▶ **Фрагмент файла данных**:
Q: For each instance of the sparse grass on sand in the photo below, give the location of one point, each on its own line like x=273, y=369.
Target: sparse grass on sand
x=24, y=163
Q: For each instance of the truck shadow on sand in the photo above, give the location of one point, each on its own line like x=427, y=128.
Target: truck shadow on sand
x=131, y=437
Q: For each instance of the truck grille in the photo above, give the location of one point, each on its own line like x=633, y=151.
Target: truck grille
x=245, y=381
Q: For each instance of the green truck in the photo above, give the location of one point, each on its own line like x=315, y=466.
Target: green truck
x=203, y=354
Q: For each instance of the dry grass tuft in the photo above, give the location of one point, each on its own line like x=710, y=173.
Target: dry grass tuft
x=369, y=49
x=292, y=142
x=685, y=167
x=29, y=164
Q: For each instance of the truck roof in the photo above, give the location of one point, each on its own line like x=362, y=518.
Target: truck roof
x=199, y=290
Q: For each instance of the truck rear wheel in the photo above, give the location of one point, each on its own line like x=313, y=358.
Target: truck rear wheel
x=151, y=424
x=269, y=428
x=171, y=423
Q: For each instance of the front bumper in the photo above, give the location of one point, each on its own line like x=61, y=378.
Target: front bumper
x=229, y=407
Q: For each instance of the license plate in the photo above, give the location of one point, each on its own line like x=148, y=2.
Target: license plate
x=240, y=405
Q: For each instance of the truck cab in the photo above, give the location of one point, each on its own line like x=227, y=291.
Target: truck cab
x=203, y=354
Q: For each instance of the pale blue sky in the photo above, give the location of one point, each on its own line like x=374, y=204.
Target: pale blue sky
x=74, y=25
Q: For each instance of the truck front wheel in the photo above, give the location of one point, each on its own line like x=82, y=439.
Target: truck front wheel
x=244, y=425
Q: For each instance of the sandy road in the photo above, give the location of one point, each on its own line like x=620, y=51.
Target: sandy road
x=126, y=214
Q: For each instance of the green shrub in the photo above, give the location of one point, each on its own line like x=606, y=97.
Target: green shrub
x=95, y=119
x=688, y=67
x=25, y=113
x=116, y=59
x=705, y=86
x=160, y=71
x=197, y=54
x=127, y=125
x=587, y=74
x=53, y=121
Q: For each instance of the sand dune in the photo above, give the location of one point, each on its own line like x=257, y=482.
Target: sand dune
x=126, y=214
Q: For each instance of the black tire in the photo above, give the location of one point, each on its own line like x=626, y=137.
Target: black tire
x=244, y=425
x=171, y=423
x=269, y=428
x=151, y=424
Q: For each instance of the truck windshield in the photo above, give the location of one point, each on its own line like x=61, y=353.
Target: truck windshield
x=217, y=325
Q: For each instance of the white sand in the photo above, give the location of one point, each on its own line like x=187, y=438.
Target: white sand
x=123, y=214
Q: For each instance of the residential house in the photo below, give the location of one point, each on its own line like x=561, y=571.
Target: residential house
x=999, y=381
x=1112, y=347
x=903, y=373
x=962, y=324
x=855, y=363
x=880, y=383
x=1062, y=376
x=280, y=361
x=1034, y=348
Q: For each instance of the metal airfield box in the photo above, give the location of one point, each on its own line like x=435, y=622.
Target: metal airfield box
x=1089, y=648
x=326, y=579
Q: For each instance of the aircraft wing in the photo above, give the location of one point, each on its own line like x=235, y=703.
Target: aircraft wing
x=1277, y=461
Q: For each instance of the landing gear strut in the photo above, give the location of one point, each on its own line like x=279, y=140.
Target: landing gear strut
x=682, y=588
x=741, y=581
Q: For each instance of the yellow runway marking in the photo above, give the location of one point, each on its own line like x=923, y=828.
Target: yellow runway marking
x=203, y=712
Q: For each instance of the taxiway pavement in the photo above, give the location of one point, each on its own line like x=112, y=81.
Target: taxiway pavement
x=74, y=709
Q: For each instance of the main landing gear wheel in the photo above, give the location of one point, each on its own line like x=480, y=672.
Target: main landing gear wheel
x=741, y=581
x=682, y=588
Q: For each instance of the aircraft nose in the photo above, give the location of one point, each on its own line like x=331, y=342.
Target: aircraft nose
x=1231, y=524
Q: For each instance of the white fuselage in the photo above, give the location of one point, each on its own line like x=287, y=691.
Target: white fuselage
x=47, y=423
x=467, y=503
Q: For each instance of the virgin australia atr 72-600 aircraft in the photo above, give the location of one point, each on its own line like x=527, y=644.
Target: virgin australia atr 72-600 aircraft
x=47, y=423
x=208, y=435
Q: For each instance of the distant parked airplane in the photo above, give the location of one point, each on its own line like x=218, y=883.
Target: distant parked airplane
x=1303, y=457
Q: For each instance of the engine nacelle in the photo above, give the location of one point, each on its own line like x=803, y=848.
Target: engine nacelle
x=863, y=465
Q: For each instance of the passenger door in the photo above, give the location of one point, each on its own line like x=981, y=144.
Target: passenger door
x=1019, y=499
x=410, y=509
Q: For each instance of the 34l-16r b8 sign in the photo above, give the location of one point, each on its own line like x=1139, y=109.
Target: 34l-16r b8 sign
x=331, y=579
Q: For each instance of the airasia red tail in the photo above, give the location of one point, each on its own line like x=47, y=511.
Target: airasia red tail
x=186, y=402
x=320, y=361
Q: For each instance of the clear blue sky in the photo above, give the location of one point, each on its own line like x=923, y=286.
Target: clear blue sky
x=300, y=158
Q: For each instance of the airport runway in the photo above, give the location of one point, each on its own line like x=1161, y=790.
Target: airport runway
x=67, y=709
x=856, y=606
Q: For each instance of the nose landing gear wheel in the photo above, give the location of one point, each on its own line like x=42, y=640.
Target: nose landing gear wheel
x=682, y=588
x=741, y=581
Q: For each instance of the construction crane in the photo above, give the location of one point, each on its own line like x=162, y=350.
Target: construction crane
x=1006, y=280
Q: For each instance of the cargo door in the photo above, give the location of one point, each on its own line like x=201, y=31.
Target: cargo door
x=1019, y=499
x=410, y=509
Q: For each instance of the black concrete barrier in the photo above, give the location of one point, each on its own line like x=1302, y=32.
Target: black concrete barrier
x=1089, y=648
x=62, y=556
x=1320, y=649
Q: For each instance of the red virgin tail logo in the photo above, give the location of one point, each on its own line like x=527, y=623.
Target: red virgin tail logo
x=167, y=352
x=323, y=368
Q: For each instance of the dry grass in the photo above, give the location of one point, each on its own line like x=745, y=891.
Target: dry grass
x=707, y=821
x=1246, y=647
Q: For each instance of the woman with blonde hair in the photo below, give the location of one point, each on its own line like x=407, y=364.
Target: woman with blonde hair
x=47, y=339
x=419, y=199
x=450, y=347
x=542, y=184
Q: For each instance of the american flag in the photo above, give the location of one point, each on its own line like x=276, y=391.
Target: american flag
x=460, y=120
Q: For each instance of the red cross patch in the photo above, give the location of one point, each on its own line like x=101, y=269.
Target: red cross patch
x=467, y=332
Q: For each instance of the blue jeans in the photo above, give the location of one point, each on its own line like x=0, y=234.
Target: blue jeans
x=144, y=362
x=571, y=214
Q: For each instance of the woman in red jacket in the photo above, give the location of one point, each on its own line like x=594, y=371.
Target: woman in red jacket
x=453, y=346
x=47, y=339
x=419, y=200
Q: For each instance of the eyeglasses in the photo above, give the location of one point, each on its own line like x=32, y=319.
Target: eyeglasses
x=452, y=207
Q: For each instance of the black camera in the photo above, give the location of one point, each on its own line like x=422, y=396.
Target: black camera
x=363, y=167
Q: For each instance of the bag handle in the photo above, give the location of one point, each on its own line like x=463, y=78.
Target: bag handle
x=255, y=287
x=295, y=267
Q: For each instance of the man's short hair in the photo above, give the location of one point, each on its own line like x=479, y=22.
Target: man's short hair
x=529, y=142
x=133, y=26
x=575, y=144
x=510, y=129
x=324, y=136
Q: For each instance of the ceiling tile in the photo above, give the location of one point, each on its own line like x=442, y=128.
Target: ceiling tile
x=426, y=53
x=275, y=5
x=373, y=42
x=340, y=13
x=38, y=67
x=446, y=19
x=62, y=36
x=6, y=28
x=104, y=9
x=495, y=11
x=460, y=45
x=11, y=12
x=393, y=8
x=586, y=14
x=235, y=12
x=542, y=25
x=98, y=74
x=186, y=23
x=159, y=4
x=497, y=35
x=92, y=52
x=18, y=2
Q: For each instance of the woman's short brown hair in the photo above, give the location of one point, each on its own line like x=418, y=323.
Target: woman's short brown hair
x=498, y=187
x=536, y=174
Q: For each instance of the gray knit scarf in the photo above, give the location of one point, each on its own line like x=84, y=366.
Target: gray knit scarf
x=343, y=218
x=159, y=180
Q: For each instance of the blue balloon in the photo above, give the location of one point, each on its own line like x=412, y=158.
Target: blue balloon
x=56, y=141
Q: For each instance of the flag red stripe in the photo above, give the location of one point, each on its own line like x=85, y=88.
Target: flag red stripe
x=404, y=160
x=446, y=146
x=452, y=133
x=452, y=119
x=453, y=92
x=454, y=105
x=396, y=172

▶ **УСЛОВИЕ ЗАДАЧИ**: Перепишите часть листинга, которая начинается строкой с «Q: For each instance of the sandy» и заканчивается строкой с «x=53, y=121», переименовав «green shrub» в «dense bush». Больше ничего в этих строках не меняйте.

▶ **РЕЗУЛЬТАТ ВЫПОЛНЕНИЯ**:
Q: For each instance of the sandy road in the photo above, give the location of one point, each on its own line like x=620, y=51.
Target: sandy road
x=126, y=214
Q: For each instance of the dense bush in the photo above, give the location of one point, each on its own line like x=606, y=97.
Target: dense bush
x=95, y=119
x=688, y=67
x=25, y=113
x=116, y=59
x=705, y=86
x=160, y=71
x=197, y=54
x=127, y=125
x=587, y=74
x=53, y=121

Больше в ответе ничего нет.